- **Task details**:
Please reproduce the records below word for word, leaving out the pictures.

(Point annotation dataset records)
• • • • •
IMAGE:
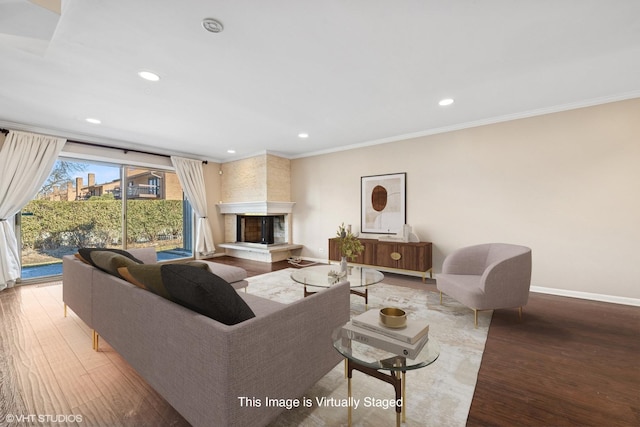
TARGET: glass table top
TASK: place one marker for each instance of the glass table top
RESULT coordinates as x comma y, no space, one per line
327,275
377,358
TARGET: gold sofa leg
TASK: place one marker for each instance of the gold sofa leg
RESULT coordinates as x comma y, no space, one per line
96,339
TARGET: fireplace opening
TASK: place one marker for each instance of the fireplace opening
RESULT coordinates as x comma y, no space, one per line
260,229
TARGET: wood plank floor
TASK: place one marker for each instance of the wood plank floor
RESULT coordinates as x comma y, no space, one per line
569,362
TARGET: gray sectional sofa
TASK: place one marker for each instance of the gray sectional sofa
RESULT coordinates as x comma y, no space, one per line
205,369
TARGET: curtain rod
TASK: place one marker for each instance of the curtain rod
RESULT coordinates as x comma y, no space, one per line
126,150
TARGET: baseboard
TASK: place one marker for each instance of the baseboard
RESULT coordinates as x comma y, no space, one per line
587,295
559,292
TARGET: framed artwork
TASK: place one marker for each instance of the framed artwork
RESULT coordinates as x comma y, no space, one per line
383,203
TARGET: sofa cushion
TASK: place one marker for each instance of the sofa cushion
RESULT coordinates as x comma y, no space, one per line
84,254
149,277
109,262
205,293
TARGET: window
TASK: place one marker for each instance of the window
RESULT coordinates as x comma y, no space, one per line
82,205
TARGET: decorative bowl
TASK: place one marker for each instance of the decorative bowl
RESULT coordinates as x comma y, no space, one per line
392,317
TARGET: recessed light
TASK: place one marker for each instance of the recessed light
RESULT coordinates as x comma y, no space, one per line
212,25
148,75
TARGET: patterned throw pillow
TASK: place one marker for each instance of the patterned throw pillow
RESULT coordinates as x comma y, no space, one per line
205,293
84,254
148,276
109,262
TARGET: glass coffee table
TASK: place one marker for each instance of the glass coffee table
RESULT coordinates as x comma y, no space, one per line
373,361
324,276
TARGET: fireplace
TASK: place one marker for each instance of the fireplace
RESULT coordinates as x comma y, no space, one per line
261,229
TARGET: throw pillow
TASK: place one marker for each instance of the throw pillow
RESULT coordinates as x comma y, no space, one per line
84,254
205,293
109,262
148,276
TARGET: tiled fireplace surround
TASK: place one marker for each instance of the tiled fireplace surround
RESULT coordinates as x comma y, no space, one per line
254,187
282,246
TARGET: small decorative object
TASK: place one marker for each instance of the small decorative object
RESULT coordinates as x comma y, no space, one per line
335,276
348,245
392,317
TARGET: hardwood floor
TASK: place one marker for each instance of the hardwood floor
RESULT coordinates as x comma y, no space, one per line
569,362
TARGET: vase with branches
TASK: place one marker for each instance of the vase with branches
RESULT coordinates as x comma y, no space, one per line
348,245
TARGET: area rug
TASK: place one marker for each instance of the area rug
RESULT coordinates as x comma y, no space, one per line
437,395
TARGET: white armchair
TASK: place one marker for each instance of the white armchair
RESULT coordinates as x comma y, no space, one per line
488,276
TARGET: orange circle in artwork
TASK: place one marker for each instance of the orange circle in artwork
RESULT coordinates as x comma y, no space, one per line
379,198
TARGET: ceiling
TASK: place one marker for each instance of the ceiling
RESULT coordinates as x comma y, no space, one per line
348,73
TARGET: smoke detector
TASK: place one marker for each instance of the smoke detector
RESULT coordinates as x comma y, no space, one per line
212,25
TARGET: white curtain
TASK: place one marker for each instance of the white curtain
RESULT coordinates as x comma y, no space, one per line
192,181
26,160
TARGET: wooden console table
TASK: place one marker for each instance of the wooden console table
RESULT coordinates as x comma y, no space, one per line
391,256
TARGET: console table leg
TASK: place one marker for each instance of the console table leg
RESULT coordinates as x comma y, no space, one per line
404,397
349,401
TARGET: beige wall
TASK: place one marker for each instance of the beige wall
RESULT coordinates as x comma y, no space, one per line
565,184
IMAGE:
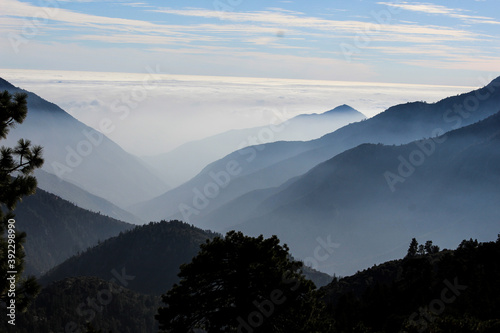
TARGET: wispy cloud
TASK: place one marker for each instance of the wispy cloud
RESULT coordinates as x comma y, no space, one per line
430,8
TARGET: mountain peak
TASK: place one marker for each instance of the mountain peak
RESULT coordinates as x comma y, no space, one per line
4,84
342,109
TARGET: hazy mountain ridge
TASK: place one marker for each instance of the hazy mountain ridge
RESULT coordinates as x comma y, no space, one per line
82,198
184,162
272,164
57,229
81,155
350,198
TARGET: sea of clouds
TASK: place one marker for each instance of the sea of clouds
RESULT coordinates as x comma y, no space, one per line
153,112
• • • • •
- **Written solution**:
IMAGE:
TARGET: glass table top
TASK: place one marker for each instance of the glass table top
RESULT coordinates as x comma y, no space, one per line
327,275
377,358
TARGET: gold sofa leg
TASK: place one marker for each instance of the gold sofa leg
RESULT coordinates as x comma y, no space, one per line
96,339
TARGET: fireplace opening
TASK: place one marker for each instance of the fireplace opening
RESULT coordinates as x comma y, no space, one per line
260,229
TARGET: wood plank floor
TASK: place one marker for each instance of the wood plank floor
RESULT coordinates as x comma y, no space, one per line
569,362
TARGET: gray sectional sofa
TASK: place one marker for each instance of the gray sectional sofa
RESULT coordinates as x comma y, no space, one per line
205,369
TARGET: curtain rod
TASK: place one marker for each instance of the curtain rod
RESULT coordinates as x comma y, no space, one per line
126,150
TARGET: baseboard
TASK: place one marker for each instance of the baseboard
RESULT coordinates as x comma y, no space, one per line
587,295
559,292
TARGET: framed artwork
TASK: place one marker for each instance of the framed artwork
RESULT coordinates as x comma y, no space, one per line
383,203
TARGET: sofa cushion
TASK: place one marker for each instance of the sofa cushion
RESULT coordinates as x comma y, no space, one per line
84,254
149,277
109,262
205,293
TARGET: window
TASK: place one marker for each instance of the window
RESULT coordinates as x comma y, no space, one per line
82,205
TARGET: decorative bowl
TASK: place one marker for each instance of the decorative bowl
RESULT coordinates as x comma y, no space, one per line
392,317
TARGET: recessed light
TASK: place one marker for each instance of the recessed light
RESULT coordinates as x comma y, no space, one per line
212,25
148,75
TARGET: patterned throw pillow
TASK: place one marker for each instance of the patterned throw pillow
RESULT coordinates as x comma y, no space, one per line
205,293
84,254
148,276
109,262
TARGET: glass coffee table
TASK: place one marker for each instance of the glass coffee table
RESULT coordinates as x comma y, no space, one per line
373,361
324,276
TARGET: fireplace
TASK: place one marker for each instance of the fireplace
RESULT coordinates as x comma y, no space, one per line
261,229
TARGET: throw pillow
TASK: place one marker for each instance of the throw pillow
RESULT coordinates as x comma y, no space, one per line
84,254
205,293
109,262
148,276
TARGET: tiled fireplace surround
TASK: place one marker for each instance of the tiled fireplace surround
RESULT coordinates as x comma y, no space, one per line
254,187
282,246
TARGET: small decorative object
TASK: place one marker for each instance of the small decorative object
RESULT coordinates as x comma y, no space, one per line
335,276
348,245
392,317
TARGET: hardwood floor
TASK: place one marker for each instance of the hardwood floor
RESULT coordinates as x comma y, no space, one per line
569,362
TARGET: vase with branches
TASK: place one marker for each instance of the vase with branches
RESULT coordinates as x comma y, no space, one per line
348,245
TARGET: area rug
TASK: place one marker for each instance of the area rug
RESULT coordinates as x comma y, no space, one per line
437,395
TARGET: white armchair
TASK: place one marker for each instance of the white armchair
RESULT coordinates as x comma y, no space, one per line
488,276
TARGET: orange circle in artwork
TASK: place one marker for each instance of the orange circle in artwork
RESULT coordinates as x comma y, no space, one per line
379,198
TARGET: ceiling
TASK: place one marker for each instance of the ceiling
RESULT coordinates as x comma y, no space, one per line
348,73
TARGET: smoke detector
TASK: place one marker for each instance of the smoke detector
RESULT coordinates as x comma y, no space, one per line
212,25
TARGET: white curtain
TASK: place one marker for each instance of the white curtain
RESULT coordinates as x comma y, no space, one per line
192,181
26,160
TARGET: wooden console table
TASK: place one marker for each instance of the wooden console table
RESULT coordinates as x comma y, no space, one per line
391,256
TARGET: console table leg
TASK: place one marker for each instance of the console table leg
RESULT coordinates as x comma y, no space, one per line
404,397
349,401
TARGET: beige wall
TASK: place one marker for each instance of the beige wall
RESULT coordinates as x comma y, no space, one per line
565,184
IMAGE:
TARGET: wispy cloud
TASK: place one marker for each instance of the wispy cloud
RESULT coordinates as x comma y, no space, one per line
430,8
TARGET: mountain peak
TASK: place one marker for each instance of the mountain peak
RESULT coordinates as x comma y, no space, one per line
4,84
342,109
TARGET: hazy mountain ridge
TASK: place one marker for each instance of the hazy mountain ridge
RESULT coordinates as x comma y, no space, one per line
82,198
184,162
272,164
57,229
81,155
350,198
TARGET: sea of clouds
TASK: place one marker for each instance of the sea of clouds
RESULT coordinates as x comma y, no space, one per line
153,112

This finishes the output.